Great moments in foreseeable misuse

Cybex International, a manufacturer of exercise equipment, has agreed to pay $19.5 million to a Buffalo-area woman “who was injured by a piece of Cybex equipment when she improperly used a leg machine to stretch her shoulder.” A jury had awarded $66 million and a New York appellate court upheld the verdict, while reducing the sum to $44 million. [Lawsuit Reform Alliance of New York; Lintoid/Seeking Alpha and more; Sporting Goods Manufacturers Association]


  • This case is not as outrageous as it sounds, and the spin-doctors presented and re-presented it with a grossly misleading lede. This was not a case of “great moments in foreseeable misuse”!!! Rather it seems (I was not there and I only perfunctorily researched it) to be a case of a manufacturer who bought another manufacturer’s product line that had a defective design, namely, a tip-over hazard for a machine weighing 600 lbs. It seems that a woman who was a physical therapist working for an orthopedic physical therapy practice was using the machine to stretch by pulling on the machine. The defense expert himself even testified that this is a foreseeable use, and I myself have seen people at the gym pulling on the frame of various machines to stretch. The machine tipped over and broke the woman’s neck rendering her a quadriplegic.

    I don’t care how you phrase it, this is a valid product defect and negligence case pure and simple. It is elementary design practice to include a footprint of the machine of sufficient size so that the machine will not be rendered unstable and tip with ordinary lateral forces. If it is not possible to design a machine with a large footprint, such as for use in limited spaces, then provisions for bolting it to the floor must be included.

    Now we can argue about the damages and whether they were excessive. Despite the wild jury verdict of $66,000,000, the appellate court’s reduction to $3,000,000 for past pain and suffering is still steep, but sustainable. So is $9,000,000 for future pain and suffering.

  • It’s enough to make a fellow want to stretch his shoulder with his treadmill. Since I don’t have one, I should go buy one.

    See? It’s boosting sales too!

  • VMS: killjoy. But you’re right, in virtually every case of an absurd verdict, there are important facts left out of the description.

  • VMS:

    Having worked in the fitness industry years ago, I know it’s standard practice to bolt machines down for this very purpose. I was involved in the opening of several new gyms, and bolting the machines down was always a top priority, and given the otherwise shady character of the people who owned these places, that says a lot that even they were concerned and aware of the obvious liability issues.

▶ Action item:
Answer these questions about the Cybex lawsuit text:
1. How much money did Cybex International agree to pay the injured woman?
2. According to the first comment, how much did the machine weigh?
3. In the last comment, what was always a top priority when new gyms opened?

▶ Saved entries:
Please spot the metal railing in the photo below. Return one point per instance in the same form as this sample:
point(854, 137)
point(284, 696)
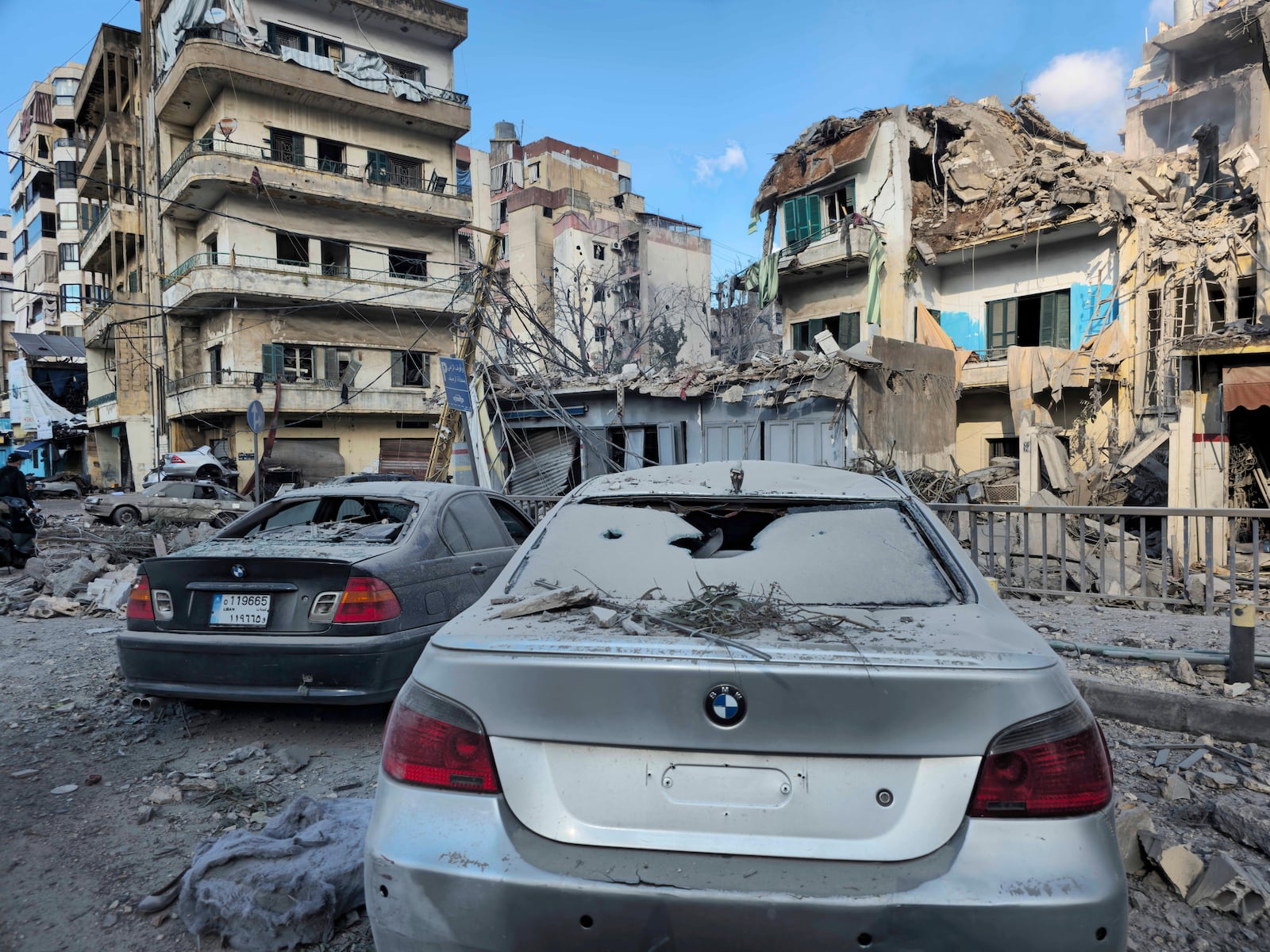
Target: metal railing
point(232, 36)
point(241, 378)
point(229, 259)
point(1141, 555)
point(365, 175)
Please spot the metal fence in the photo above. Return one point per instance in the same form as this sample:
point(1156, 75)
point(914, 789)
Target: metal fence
point(1146, 556)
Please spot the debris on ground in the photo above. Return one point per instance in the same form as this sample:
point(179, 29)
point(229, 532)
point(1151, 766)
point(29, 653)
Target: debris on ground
point(308, 862)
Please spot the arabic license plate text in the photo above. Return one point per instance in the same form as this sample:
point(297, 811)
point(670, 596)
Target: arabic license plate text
point(241, 611)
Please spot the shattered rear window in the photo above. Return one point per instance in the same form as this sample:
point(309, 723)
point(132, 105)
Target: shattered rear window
point(329, 520)
point(838, 555)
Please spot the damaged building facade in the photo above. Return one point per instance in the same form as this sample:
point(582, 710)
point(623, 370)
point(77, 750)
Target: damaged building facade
point(587, 278)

▶ Problem solution:
1. $19.5 million
2. 600 lbs
3. Bolting the machines down